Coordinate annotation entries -
--- --- ---

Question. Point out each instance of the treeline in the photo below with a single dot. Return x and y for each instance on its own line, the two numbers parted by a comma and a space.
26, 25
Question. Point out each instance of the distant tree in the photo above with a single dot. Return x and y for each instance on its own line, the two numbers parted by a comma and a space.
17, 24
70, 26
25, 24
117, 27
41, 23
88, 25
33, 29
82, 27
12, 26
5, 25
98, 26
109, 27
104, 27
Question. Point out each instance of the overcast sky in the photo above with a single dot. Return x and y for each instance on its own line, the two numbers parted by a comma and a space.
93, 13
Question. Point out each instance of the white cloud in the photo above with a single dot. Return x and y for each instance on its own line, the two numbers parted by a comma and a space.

--- --- ---

BRIEF - Without leaving anything out, quote all the data.

REPLY -
Question. Point out each instance of the treeline in the photo below with a single dot. Return x and y for each instance on its own line, the two numbers parted by a comma and a space.
26, 25
Question. Point out each instance of the distant tree in the photo above with a single dot. Return x and y for each instance on its own line, the two numbers parted by a comma and a space.
17, 24
70, 26
25, 24
117, 27
41, 23
88, 25
33, 29
82, 27
12, 26
5, 25
98, 26
109, 27
104, 27
Question. Point out each instance of the overcast sky in the photo above with a single dot. Return x and y for each instance on its own line, the two numbers parted by a comma and a space.
93, 13
Question. Point out each instance of the white cloud in the photo above with a single dot. Return x and y for each instance on its own line, the two numbers parted by a comma and a space.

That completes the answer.